▶ [EXERCISE DIRECTIONS]: Carry on the Florence travel post below, starting right after its last sentence.

▶ [EXCERPTED TEXT]:
****************************************
"Under the Tuscan Sun"

On Explore 09 Nov 2009 - #316

 

Many others have taken such photos, at the exact point, from the exact angle. I couldn't be exceptional. It was the first time I'd ever felt what "a golden sun" in literature was really like. The Tuscan sun.

 

I hauled my luggage on five consecutive trips from 3am to 1pm to reach Florence from Barcelona: a short taxi trip, a 90km-something bus ride, a flight, another 90km-something bus ride, and lastly a 250km train ride. I was tired, and yet felt awesome. I asked the hotel receptionist for his advice about places to go within 2-3hrs before sunset. He replied, in his mellifluous English mixed with Italian, that I should take Bus 13 from the train station up to the top of the hill and right there I would know what to do next. Number 13, it sounded like a ride of fate to me, and it positively was. I dozed off a few times in the bus out of exhaustion while the driver was going at a crazy speed (bus rides here were the most scary rides ever!), then woke up to a view I'd never forget.
****************************************
▶ [RECORD EXCERPTS]:
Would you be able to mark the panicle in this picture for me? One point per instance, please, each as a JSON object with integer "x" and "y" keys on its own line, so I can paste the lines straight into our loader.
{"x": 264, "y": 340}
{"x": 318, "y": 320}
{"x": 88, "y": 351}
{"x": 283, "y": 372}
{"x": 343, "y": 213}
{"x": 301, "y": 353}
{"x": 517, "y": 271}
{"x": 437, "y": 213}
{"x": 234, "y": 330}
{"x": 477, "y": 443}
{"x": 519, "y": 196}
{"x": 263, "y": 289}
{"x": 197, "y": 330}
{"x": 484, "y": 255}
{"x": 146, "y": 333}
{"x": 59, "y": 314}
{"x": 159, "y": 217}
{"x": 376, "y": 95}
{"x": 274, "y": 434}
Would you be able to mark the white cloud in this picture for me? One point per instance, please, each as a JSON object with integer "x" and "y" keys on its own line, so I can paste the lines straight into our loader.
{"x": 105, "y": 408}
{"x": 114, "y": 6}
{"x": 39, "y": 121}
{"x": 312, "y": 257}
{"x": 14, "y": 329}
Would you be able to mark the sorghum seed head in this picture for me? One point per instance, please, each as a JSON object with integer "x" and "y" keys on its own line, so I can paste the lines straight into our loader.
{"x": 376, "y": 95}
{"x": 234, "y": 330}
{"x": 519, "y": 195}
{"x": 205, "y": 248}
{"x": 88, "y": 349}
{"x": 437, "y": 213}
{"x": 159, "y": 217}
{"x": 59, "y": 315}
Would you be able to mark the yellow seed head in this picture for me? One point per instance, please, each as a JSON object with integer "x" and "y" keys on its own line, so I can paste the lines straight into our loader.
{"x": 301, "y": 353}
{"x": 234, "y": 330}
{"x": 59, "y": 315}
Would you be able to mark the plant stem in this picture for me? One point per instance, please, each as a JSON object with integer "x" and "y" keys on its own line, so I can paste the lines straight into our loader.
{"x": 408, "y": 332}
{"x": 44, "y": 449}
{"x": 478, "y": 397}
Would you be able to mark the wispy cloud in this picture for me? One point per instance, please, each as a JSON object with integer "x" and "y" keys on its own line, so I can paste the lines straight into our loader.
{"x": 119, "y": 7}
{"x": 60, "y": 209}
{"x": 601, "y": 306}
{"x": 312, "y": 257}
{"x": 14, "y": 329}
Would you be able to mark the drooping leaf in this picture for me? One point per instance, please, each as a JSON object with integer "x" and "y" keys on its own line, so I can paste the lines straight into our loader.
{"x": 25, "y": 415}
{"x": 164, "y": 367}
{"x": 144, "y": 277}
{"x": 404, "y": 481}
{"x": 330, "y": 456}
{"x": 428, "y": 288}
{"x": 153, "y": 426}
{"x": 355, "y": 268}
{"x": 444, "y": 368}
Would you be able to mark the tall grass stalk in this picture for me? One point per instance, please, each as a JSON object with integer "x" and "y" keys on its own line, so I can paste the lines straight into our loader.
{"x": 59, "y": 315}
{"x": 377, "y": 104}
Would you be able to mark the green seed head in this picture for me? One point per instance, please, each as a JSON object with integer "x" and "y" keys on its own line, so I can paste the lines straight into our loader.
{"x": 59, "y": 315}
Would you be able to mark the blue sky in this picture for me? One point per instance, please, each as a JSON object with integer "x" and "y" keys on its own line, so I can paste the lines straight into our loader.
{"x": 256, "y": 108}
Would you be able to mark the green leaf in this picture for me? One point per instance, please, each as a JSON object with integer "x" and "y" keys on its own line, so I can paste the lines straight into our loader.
****************************************
▶ [WRITTEN ANSWER]:
The sun over Florence was like an absolutely different sun from ours. It plated ancient buildings, towers, bridges and hills with sparkling genuine gold, then added on a thin layer of fog that turned every of those roofs into a magical one protecting mysterious Roman beauty dated back to before Christ. The sun was clear that afternoon; I could see sun rays trying to reach me through large palm leaves on the hillside. Despite that, it wasn't hot at all. The warmth crawled from my hands to my hair then my nose, so pleasantly that I felt as if I was about to receive a hug from behind.

 

I stood on Piazzale Michel Angelo for two hours, with Fort Belvedere blurred in the fog on my left, yellow- and orange-painted villas with graceful balconies of thin black iron bars on the hillside, Arno River on my right, and the famous Ponte Vecchio in front. I remembered somebody telling me before that besides the bridge Florence had nothing to look at. I'd had the same thought looking at this kind of photos on websites. Yet that moment, on the top of the hill, everything in "Under the Tuscan Sun" by Frances Mayes became live before my eyes. I was so overwhelmed I didn't take any more photos.

 

It got better and better the next day in Florence, but wait, I didn't take photos either. Nothing could take my camera off me, only Florence sweetly could.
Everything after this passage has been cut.